- _DATA FOR ANALYSIS_:
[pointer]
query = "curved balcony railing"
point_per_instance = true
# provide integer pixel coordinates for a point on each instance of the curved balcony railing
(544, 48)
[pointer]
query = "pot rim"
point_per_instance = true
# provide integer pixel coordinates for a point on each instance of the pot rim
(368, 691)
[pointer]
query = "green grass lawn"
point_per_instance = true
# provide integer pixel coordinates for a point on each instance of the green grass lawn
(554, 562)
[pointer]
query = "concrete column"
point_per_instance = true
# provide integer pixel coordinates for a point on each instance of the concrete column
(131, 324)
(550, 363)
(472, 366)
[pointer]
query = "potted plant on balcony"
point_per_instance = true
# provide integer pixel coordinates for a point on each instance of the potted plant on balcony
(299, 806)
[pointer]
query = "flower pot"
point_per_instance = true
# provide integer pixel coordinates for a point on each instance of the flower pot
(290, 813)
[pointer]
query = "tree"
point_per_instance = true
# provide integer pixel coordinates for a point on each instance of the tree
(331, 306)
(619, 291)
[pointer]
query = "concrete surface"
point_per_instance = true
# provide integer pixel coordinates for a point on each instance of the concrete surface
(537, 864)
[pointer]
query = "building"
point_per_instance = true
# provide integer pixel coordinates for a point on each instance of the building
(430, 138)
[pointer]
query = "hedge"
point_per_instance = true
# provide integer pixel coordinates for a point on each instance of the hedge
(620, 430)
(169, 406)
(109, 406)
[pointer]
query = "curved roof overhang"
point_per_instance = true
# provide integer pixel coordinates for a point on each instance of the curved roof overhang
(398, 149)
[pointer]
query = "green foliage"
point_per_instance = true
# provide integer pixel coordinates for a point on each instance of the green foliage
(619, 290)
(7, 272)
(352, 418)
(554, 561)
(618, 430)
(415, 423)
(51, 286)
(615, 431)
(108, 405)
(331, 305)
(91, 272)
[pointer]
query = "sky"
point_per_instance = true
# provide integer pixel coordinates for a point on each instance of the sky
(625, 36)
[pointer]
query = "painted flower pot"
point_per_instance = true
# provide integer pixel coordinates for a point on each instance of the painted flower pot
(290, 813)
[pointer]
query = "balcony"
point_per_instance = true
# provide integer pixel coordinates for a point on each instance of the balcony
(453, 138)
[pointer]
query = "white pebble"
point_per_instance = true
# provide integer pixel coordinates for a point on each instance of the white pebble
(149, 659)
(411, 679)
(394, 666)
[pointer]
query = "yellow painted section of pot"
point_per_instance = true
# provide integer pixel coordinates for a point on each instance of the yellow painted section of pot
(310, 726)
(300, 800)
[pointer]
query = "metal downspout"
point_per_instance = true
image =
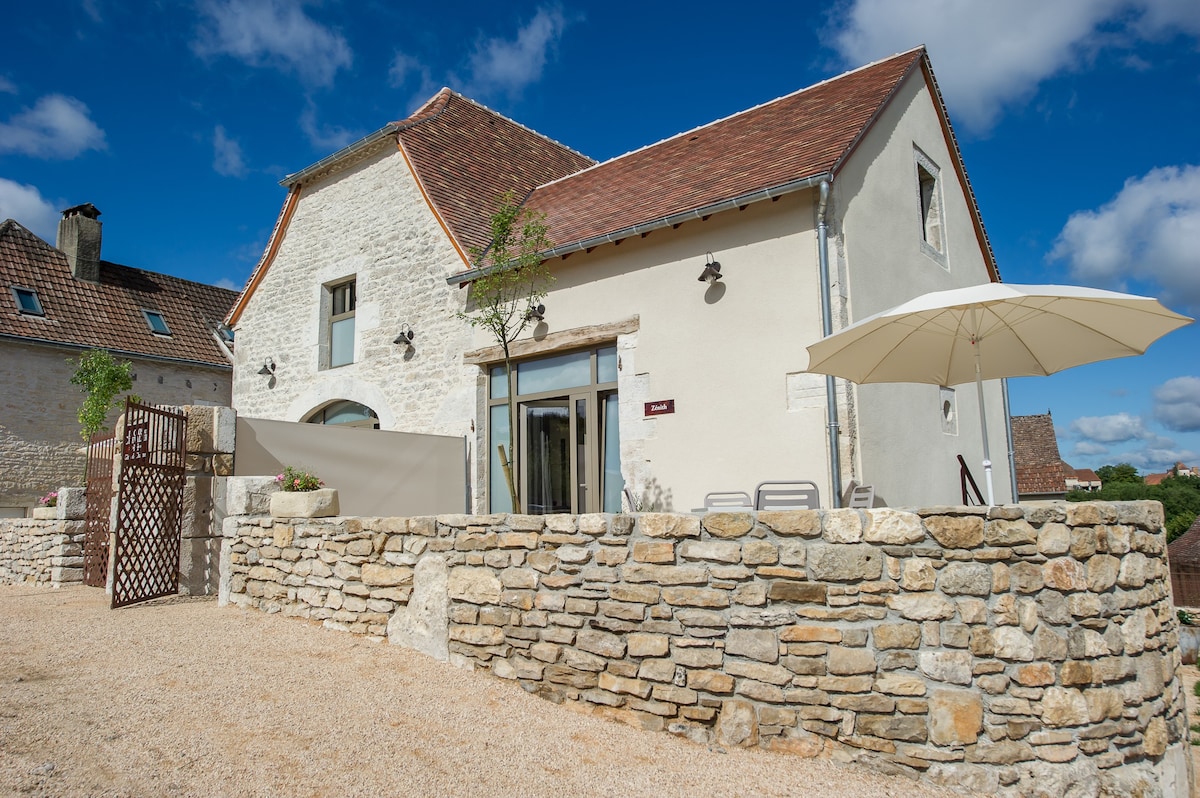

- _WHAT IS BEING ASKED_: Give back the whole listing as it stands, minus its pictures.

- _SOLUTION FOR THIS EXERCISE_:
[pointer]
query = "curved balcony railing"
point_per_instance = true
# provide integer pixel coordinates for a point on each instance of the curved balcony railing
(544, 48)
[pointer]
query = "pot rim"
point_per_instance = true
# provide integer pixel coordinates for a point on each instance of the pot rim
(368, 691)
[pointer]
query = "green grass lawn"
point_per_instance = true
# provide integer pixel coordinates for a point on each instance of the green grass lawn
(554, 562)
[pointer]
query = "concrete column"
point_per_instance = true
# provide integer pixel coordinates for a point on each instance of the concrete column
(131, 324)
(550, 363)
(472, 366)
[pointer]
query = "potted plant on balcony"
point_per_instance = true
# provide integer pixel coordinates for a point on each instance of the potted plant on balcony
(299, 806)
[pointer]
query = "flower pot"
point_per_instance = true
# provide integer pixel coordinates for a point on each instance of the flower pot
(290, 813)
[pointer]
query = "tree"
point_per_instance = true
# provide integer pixel coordinates for a point on each instance of the tree
(331, 306)
(619, 291)
[pointer]
query = "concrete surface"
point_per_instance = true
# provide integer pixel coordinates for a point on each instance of the concrete surface
(537, 864)
[pointer]
query = "building"
point_per_instance = true
# provide integer pixel coordinates for a point on each instance of the building
(430, 138)
[pointer]
query = "hedge"
point_per_instance = true
# provide integer pixel coordinates for a point on each instance of the hedge
(620, 430)
(169, 406)
(109, 406)
[pointer]
query = "curved roof overhang"
point_per_instance = true
# provide integer pixel coordinates for a point on each instance of the curved roof overhang
(398, 149)
[pointer]
query = "green foliage"
point_per_instance = true
# provide integer pixel coordinates for a point on each instance of the green foliage
(619, 290)
(7, 272)
(352, 418)
(554, 561)
(618, 430)
(415, 423)
(51, 286)
(615, 431)
(108, 405)
(331, 305)
(91, 272)
[pointer]
query = "sky"
point_per_instance = true
# provide integer pixel coordinates for a point on each instance of the sky
(625, 36)
[pointer]
query = "painted flower pot"
point_per_instance = true
# provide integer pixel coordinates for a point on each instance of the painted flower pot
(290, 813)
[pointer]
query = "balcony"
point_per_instance = true
# provide integer pixel coordinates for a point on each instance of the balcony
(453, 138)
[pointer]
query = "white pebble"
point_per_instance = true
# provide integer pixel coordinates for a point on each instance of the white pebble
(149, 659)
(411, 679)
(394, 666)
[pointer]
query = "yellow painted section of pot"
point_per_instance = true
# provide integer pixel coordinates for a point on each instance of the yellow painted section of pot
(310, 726)
(300, 800)
[pointer]
query = "metal downspout"
point_per_instance = true
image =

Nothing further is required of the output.